======== Records shown ========

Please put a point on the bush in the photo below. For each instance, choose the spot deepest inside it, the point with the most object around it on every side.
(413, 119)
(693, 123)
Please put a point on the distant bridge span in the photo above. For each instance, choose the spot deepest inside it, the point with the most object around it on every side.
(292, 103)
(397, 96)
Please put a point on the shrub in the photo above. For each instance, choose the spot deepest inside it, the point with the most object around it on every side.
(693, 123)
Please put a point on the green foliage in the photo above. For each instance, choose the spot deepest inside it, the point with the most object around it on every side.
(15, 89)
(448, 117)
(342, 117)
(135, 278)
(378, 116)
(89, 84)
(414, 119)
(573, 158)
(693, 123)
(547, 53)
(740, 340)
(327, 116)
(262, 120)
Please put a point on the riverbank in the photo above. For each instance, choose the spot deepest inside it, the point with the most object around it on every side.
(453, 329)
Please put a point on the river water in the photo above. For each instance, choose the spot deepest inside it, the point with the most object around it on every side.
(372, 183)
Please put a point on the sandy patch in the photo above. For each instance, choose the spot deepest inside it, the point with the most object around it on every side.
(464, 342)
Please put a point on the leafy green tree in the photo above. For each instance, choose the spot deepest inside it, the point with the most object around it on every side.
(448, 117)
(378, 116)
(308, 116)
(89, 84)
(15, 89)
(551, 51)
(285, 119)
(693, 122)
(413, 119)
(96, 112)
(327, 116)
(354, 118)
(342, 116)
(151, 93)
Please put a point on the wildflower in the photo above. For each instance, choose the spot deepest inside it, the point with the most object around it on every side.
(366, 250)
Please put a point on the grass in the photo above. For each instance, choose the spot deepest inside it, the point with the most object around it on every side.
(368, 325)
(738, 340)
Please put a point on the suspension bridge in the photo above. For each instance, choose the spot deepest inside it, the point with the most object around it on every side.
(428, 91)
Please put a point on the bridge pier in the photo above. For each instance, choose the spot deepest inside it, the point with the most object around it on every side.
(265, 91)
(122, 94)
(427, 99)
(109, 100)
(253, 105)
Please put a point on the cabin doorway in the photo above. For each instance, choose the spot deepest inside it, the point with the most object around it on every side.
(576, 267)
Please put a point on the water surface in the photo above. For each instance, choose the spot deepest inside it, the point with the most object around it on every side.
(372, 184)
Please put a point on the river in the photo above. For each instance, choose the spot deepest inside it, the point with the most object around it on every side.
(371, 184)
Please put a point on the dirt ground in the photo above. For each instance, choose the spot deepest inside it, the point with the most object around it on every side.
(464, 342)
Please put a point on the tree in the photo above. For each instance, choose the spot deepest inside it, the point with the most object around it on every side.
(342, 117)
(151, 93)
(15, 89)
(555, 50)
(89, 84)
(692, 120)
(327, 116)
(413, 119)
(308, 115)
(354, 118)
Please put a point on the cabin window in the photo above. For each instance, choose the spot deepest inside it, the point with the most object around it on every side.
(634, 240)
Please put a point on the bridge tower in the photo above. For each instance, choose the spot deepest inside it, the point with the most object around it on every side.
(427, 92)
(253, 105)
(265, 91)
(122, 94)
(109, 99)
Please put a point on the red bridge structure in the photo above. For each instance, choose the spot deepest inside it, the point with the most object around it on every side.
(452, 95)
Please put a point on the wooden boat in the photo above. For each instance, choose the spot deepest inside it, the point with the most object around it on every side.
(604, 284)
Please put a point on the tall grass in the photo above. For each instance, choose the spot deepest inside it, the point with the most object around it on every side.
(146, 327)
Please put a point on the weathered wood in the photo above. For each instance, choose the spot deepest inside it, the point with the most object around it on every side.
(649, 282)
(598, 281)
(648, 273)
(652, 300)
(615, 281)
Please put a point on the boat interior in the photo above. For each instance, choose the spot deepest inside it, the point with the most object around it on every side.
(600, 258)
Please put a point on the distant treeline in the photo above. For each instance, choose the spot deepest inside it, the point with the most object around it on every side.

========

Directions for this task
Quote all of the stored data entries above word for word, leaving nothing out.

Expected answer
Please put a point on the bush in the photo below. For each instance, choose the spot deepest inside it, the point with the most object around it on every side.
(413, 119)
(693, 123)
Please put a point on the distant bridge span in the photo above. For each instance, choose the spot deepest inside it, the point with the most object around it on every side.
(292, 103)
(397, 96)
Please put a point on the shrub in the photo above. For each instance, choose the spot deepest inside it, the point with the most object around it on every side.
(693, 123)
Please put a point on the green foliage in the photo above. For each instance, choose the spot deepest inside it, the point with the most object around it on every side.
(15, 89)
(448, 117)
(342, 117)
(135, 278)
(378, 116)
(89, 84)
(414, 119)
(573, 158)
(693, 123)
(547, 53)
(740, 340)
(327, 116)
(262, 120)
Please put a point on the riverbank in the photo above. For each instance, choose the spot deepest inside it, the point with the most object around it on every side.
(453, 329)
Please put a point on the river water in the photo above. For each instance, choose the spot deepest inside it, the point with the most object around it on every side.
(372, 183)
Please put a point on the sandy patch in the photo above. For each instance, choose the spot deepest inside it, the point with the most object around it on every side.
(464, 342)
Please put a point on the leafy green tree in the photo above. For each instance, choose the spot deepest inside it, the point with the most object around it on every side.
(448, 117)
(378, 116)
(308, 116)
(89, 84)
(15, 89)
(551, 51)
(285, 119)
(693, 122)
(413, 119)
(96, 112)
(327, 116)
(354, 118)
(342, 116)
(151, 93)
Please put a point on the wildflower in the photo above. For each instance, choose the spot deepest inside it, the point with the most object around it on every side.
(366, 250)
Please put a point on the grass in the photo above. For each instance, choose the spot deepest inside it, the point with the most object around it on every side.
(368, 325)
(738, 340)
Please put a point on the suspension bridge in the photo above. For each instance, choose the spot deepest inside it, the point with the most object around it on every side.
(428, 91)
Please put a point on the bridge pier in the photo above. For each instance, choose the spot deepest inside it, the point with the most object around it on every side.
(265, 91)
(122, 94)
(427, 99)
(109, 100)
(253, 105)
Please put a point on the cabin doorway in the photo above. For each instance, choose the spot deepest inside it, the point with the most object around it on every side.
(576, 267)
Please put a point on the water surface in the photo above. For each instance, choose the spot deepest inside it, the point with the most object around it on every side.
(372, 184)
Please put a point on the river in the photo above. For each instance, choose the spot deepest inside it, the point with the most object around it on every side.
(371, 184)
Please put a point on the dirt ground in the photo above. For each instance, choose the spot deepest inside it, the point with the most object around it on every side.
(464, 342)
Please put a point on the tree in the photo above. For each instance, choose the spot deepest inside it, the point with the most object around it on every side.
(342, 117)
(151, 93)
(15, 89)
(555, 50)
(89, 84)
(692, 120)
(327, 116)
(413, 119)
(308, 115)
(354, 118)
Please put a point on the cabin window in the photo above. For each instance, choose the spot deepest inside it, the point with the most object around it on every side.
(634, 240)
Please put a point on the bridge tower in the photo above. For each instance, choose the spot deepest inside it, the point with the most object around it on every side.
(427, 92)
(253, 105)
(265, 91)
(122, 94)
(109, 99)
Please put a point on the red bridge structure in the photo above. For each instance, choose the spot deepest inside it, the point with the most object around it on every side.
(452, 95)
Please put a point on the wooden boat in the photo above. For each instance, choose the spot deepest inside it, the point with the most object around it on every side.
(604, 284)
Please put a point on the tall grass in the photo above. For each instance, choose the spot deepest inside it, the point with the most object around it on every side.
(146, 327)
Please put a point on the weathered wood in the photo above. For each instance, choose the spot deepest inside it, the point with the most object around it on every side.
(649, 282)
(598, 281)
(648, 273)
(652, 300)
(615, 281)
Please put a point on the boat interior in the photo above. For each instance, choose the spot deepest inside it, the point with the most object around it on every side.
(600, 258)
Please put a point on the distant treeline in the photo above. For each instance, choose the spot deepest inside it, the point with the most object around it on every side.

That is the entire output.